(Dataset records about object locations)
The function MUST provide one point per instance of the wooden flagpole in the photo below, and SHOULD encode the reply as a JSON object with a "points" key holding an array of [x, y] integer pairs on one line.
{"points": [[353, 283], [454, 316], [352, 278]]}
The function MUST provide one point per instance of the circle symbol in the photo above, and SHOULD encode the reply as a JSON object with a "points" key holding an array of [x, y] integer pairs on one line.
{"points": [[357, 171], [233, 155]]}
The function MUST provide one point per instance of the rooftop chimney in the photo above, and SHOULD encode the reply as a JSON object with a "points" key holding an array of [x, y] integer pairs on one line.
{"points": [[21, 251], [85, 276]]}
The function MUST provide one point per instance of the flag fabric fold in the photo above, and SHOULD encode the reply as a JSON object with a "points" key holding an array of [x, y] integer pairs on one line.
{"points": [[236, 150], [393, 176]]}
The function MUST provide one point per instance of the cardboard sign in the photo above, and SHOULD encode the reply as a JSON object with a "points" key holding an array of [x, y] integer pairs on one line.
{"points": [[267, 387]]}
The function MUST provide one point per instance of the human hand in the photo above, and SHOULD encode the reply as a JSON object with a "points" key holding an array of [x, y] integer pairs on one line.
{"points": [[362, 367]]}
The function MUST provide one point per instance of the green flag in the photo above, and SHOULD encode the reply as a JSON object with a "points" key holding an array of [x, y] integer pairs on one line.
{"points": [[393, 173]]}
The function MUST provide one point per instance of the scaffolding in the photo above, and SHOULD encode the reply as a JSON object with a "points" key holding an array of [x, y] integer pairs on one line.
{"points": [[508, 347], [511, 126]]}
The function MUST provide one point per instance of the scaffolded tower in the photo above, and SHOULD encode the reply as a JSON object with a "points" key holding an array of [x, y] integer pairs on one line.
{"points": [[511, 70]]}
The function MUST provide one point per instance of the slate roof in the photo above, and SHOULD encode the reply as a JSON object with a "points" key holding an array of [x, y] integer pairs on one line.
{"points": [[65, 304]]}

## AIM
Repeat exactly the lines from the line containing "of the scaffolded" through the end of the listing above; both boundary lines are part of the output.

## ANSWER
The function MUST provide one point per instance of the scaffolded tower in the photo above, and SHOULD encode the reply as a JSON object with a "points" key holding an array of [x, y] integer pairs on one line.
{"points": [[511, 70]]}
The function MUST provide one point per instance of the slate roof in the photo above, and SHOULD encode the reply as a JSON object with a "points" key holding an array of [x, y] integer pairs on one line.
{"points": [[65, 304]]}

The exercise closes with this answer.